» **Passage given**:
Freddie Mac had one of its best years in 2011, capturing more than 30 percent of the total market for multifamily permanent debt, once again.

While its market share remained stable, the McLean, Va.–based company’s overall volume increased, as the total market for multifamily debt continued to grow. In 2010, Freddie Mac processed about $15 billion in multifamily debt, but it's on pace to record more than $18 billion for 2011. And the organization doesn’t look to be slowing down any time soon.

Apartment Finance Today recently sat down with David Brickman, who leads Freddie's multifamily division, to get his thoughts on where the capital markets are heading in 2012.

AFT: So, how was business in the fourth quarter? Was it as crazy as it was in 2010, or are things going at a more measured pace?
It’s equally as crazy in terms of how much business we’re doing. But it’s perhaps a little less crazy in that we actually anticipated it reasonably well this year.

There’s no two ways about it—we are running at capacity. But we’ve made real strides in terms of improving our processes. We added some people in the middle of the year and reshuffled a little bit within the organization, and I think that’s made a difference. And we’ve implemented some outsourcing arrangements as well as some new technology that is starting to provide benefits in terms of expanded bandwidth.

We still have a long journey in front of us to completely transform how we run our business processes. But we have made improvements in our early rate-lock process. We’ve sped up some of our timing from quote to application to commitment and are looking hard at how we can continue to do that.

AFT: How much of the market did you capture in 2011?
Our best guess is, we think we’re about 30 to 35 percent. Despite all of the noise in the world, the noise about the GSEs, the noise in the economy, I think we're going to have one of our biggest years ever. It’s entirely possible that it will be our largest year ever in terms of one-off newly originated mortgage purchases.

AFT: The yield on the 10-year Treasury, and LIBOR, has been low for some time. Do you expect the benchmarks to stay low this year, as well?
I think so. I am a believer in animal spirits ultimately driving the economy as much as any economic policy. And I think there will come a day when those animal spirits turn positive. And just as we saw an abrupt reduction in rates, I think we’ll see a run-up in rates. I don’t know when that [will be]; I’d be foolish to try to predict that. But it could occur in 2012. Nobody could’ve guessed how steeply rates would fall coming out of 2010, and you have to run that in reverse and just say it’s always possible they could go back. You know, what goes down must go up.

And it’s not even just when everybody is blowing the trumpet and announcing the recovery is firmly at hand. It’s when the Fed just says, "We see green shoots." There’s such significant central-bank influence in terms of rates that it just increases the likelihood that things can move faster based on policy decisions and policy statements. If the Fed just comes out with a statement in June that says, "We see strong signs of growth in the economy," that could move things very abruptly.

AFT: When you look at some of the cap rates on recent transactions, do you feel like the multifamily industry is getting a little overheated in some markets?

» **Supplied records**:
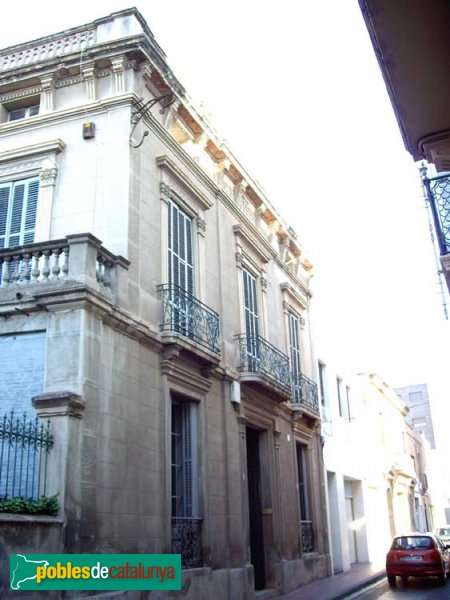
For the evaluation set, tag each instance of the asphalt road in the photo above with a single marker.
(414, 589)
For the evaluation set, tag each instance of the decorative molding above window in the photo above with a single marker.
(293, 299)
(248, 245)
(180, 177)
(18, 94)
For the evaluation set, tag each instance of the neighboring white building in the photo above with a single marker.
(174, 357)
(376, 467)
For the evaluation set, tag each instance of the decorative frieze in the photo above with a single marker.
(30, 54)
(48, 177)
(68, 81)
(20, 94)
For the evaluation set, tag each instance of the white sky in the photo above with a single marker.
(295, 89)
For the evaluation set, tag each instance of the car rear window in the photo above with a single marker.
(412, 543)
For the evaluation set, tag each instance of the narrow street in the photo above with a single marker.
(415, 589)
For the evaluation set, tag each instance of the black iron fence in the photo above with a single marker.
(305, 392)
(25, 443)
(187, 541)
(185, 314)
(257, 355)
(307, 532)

...

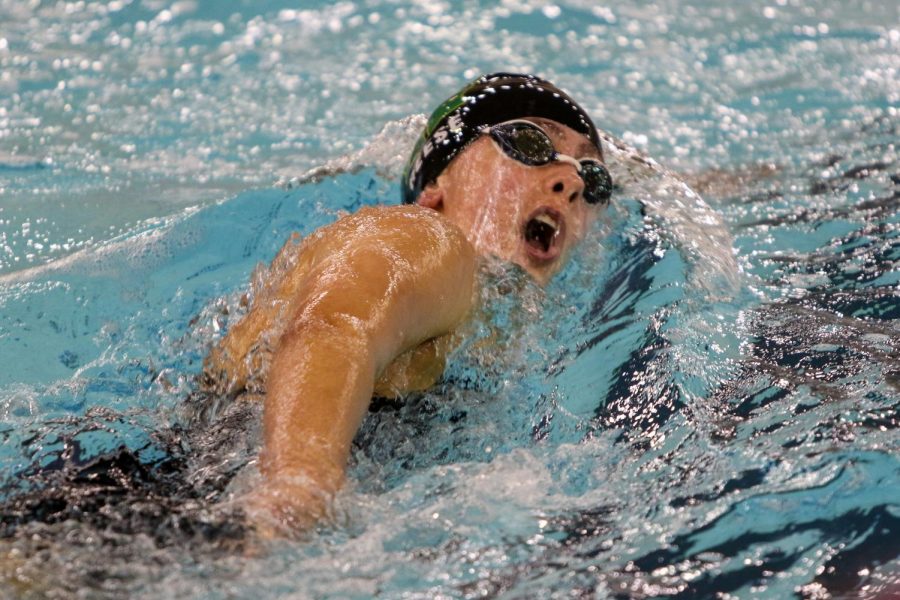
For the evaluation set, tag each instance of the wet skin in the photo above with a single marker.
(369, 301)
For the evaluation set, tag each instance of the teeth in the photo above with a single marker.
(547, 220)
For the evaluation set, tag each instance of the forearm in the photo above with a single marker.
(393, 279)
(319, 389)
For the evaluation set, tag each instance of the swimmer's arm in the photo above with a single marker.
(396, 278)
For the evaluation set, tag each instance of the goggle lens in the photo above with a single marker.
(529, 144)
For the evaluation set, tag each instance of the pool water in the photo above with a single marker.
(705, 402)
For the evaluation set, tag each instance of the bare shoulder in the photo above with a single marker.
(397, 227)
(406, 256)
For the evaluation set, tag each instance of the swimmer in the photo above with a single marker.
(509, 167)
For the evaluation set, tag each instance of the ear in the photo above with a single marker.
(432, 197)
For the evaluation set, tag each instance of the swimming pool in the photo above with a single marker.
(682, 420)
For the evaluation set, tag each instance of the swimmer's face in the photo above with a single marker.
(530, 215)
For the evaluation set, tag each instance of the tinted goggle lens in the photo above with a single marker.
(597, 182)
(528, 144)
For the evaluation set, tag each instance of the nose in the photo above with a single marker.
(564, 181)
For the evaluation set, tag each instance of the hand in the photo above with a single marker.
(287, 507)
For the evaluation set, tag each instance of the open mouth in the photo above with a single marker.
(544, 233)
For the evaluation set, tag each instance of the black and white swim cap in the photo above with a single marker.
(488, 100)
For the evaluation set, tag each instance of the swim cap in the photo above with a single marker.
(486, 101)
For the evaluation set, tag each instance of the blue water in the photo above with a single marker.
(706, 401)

» **Tasks for this exercise**:
A - Do these statements agree with the Freddie Mac interview? Answer yes or no for each, quoting the deciding words of the interview: (i) Freddie Mac processed about $15 billion in multifamily debt in 2010; (ii) the company cut staff during the year; (iii) Brickman names a specific time in 2012 when rates will rise.
B - How many lines of the listing contain the string "decorative"? Case counts, and the reply should be the number alone.

» **Responses in order**:
A -
(i) Yes: "In 2010, Freddie Mac processed about $15 billion in multifamily debt"
(ii) No: "We added some people in the middle of the year"
(iii) No: "I don’t know when that [will be]; I’d be foolish to try to predict that."

B - 2